▸ Text segment:
::::
In our review, a large majority of studies relied on simple descriptive outcome data (e.g., percentage of students that completed the program; grade point averages of students, etc.). Very few utilized a control group, and even fewer used random assignment procedures to create treatment and control groups. Second, we feel that it is possible that some researchers have not bothered to publish their findings, or that publication bias has possibly eliminated their studies from publication. The reality is that, if unpublished in some form that prohibits dissemination, the studies literally might as well not exist. We believe that this has happened to many OSEP-funded projects.
If anything is learned from our experience, the following summaries should serve to bring attention to the problem associated with finding evidence-based practices for professionals who serve students with disabilities. If they can't find them, they can't implement them.
Please note that we use some verbatim language in the following research summaries to provide more accurate depictions of the programs, rather than a presentation of our insightful and creative ability to transform the words of others into something coherent. We just want to be accurate. We have provided references for each summary.
::::
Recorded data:

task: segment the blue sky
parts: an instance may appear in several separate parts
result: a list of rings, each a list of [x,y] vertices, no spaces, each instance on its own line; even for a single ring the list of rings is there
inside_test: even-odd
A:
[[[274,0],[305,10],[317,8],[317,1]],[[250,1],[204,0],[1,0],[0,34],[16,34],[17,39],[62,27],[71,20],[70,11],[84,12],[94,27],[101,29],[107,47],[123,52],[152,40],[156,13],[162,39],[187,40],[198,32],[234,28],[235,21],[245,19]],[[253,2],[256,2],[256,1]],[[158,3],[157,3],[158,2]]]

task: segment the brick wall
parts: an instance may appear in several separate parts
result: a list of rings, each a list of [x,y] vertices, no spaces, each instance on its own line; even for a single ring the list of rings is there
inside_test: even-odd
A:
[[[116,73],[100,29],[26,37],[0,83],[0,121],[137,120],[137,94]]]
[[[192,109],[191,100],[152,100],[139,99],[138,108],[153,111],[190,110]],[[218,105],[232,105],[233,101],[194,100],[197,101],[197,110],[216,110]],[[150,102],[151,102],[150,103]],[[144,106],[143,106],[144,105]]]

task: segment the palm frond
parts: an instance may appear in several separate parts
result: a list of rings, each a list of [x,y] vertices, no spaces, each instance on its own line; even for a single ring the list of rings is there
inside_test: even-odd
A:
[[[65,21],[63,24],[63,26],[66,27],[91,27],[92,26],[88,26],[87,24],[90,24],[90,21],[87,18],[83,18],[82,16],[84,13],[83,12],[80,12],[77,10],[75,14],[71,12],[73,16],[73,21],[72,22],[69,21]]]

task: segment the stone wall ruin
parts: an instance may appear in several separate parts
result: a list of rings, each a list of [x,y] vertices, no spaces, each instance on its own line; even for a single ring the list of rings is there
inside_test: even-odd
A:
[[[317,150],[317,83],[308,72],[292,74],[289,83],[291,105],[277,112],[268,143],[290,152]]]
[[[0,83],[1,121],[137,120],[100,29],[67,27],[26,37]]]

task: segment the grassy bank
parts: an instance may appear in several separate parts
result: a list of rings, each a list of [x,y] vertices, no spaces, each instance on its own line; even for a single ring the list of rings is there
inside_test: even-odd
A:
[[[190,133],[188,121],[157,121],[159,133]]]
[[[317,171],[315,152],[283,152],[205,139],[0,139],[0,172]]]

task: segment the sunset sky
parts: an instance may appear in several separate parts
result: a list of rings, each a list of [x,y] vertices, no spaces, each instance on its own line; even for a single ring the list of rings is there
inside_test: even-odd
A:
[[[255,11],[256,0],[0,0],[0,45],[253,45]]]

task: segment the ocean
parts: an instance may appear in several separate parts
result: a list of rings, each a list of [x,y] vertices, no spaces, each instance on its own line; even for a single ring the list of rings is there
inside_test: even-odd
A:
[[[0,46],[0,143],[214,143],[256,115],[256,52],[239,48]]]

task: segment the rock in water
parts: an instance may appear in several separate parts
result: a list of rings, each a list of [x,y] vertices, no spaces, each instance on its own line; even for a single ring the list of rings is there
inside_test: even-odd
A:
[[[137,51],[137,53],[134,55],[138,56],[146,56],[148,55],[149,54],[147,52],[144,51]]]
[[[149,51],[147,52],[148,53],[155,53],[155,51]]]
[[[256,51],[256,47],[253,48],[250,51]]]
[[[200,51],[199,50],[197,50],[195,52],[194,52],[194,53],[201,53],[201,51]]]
::::
▸ Requirements:
1. In the research review text, what kind of outcome data did a large majority of the studies rely on?
2. Write the next part of the research review text, picking up after its final sentence.

▸ Task-by-task results:
1. Simple descriptive outcome data, such as the percentage of students who completed the program and students' grade point averages.

2.
TITLE: DROPOUT PREVENTION FOR YOUTH WITH DISABILITIES: EFFICACY OF A SUSTAINED SCHOOL ENGAGEMENT PROCEDURE
SOURCE: Sinclair, M. F., Christenson, S. L., Evelo, D. L., & Hurley, C. M. (1998). Disability Targeted: Students with learning and emotional/behavioral disabilities. Exceptional Children, 65(1).
OVERVIEW: Check and Connect is a dropout prevention and intervention procedure developed to encourage middle school youth at high risk of dropping out to remain engaged in school and on track to graduate. The procedure was shaped by the collaborative efforts of individuals who interacted directly with the target students, including teachers, family members, and community outreach workers, as well as by the input of a district special education coordinator, researchers from the University, and the students themselves. A core component of the model is a "monitor" whose primary goal was to keep students, families, and teachers focused on the education process and reduce and prevent the occurrence of absenteeism, suspensions, failing grades, and other warning signs of school withdrawal. The monitor regularly checked students' engagement with school and promptly facilitated efforts to build and maintain connections that would help students stay in school. A monitor working 20 hours per week carried an average caseload of 25 students, and often worked with the same students over several years.
Risk factors were logged each day by the monitor and tabulated each month (the "Check"). The "Connect" consisted of two interventions: basic interventions provided to all students at least once a month; and intensive interventions that were provided to students who showed "high risk" on the daily monitor logs.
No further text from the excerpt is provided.